▸ **HOW TO COMPLETE THIS TASK**
Summarize the passage on Teilhard's thought about evolution and immortality in two sentences.

▸ **DOCUMENT SECTION**
----------------------------------------

For Teilhard, development through time is the primary revelation. It is the fundamental source of meaning in the universe. By development he means the cosmic and organic evolution as discovered by scientists, but he includes his conviction that the process of evolution is entwined with the process of love, an idea he attempts to capture in his neologism, ‘amorization.’
Teilhard’s thinking is that a complete annihilation at death cannot be the case because in order for humans to embrace the evolutionary challenges, they must have the sense that there is a way forward, that the future is open. If humans came to regard death as their end, they could still find value in caring for their families and others in need, certainly, but it would be nothing like what they would experience were they convinced their actions had eternal significance.
In his later years, Teilhard’s deep concern became the activation of energy. He saw nihilism not as a moral mistake but as a cosmological dead end. His primary objection to the notion that the universe is meaningless is that such a conviction enervates humanity.
There you have it. Teilhard’s faith in the universe’s development leads to his sense of immortality. Teilhard felt humanity as a whole will one day achieve a deep conviction of immortality and this will be on the order of a major evolutionary achievement, along the lines of aerobic respiration or photosynthesis. It will lead to a massive influx of energy into the human adventure.

----------------------------------------

▸ **RECORDED DATA**
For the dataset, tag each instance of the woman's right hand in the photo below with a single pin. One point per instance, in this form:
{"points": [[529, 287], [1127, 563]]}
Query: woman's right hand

----------------------------------------

▸ **WRITTEN RESPONSE**
Teilhard regarded development through time, meaning cosmic and organic evolution entwined with the process of love, as the primary revelation and the fundamental source of meaning in the universe. He held that death cannot be complete annihilation, since humans need an open future to embrace evolutionary challenges, and he expected humanity one day to reach a deep conviction of immortality as a major evolutionary achievement that would bring a massive influx of energy into the human adventure.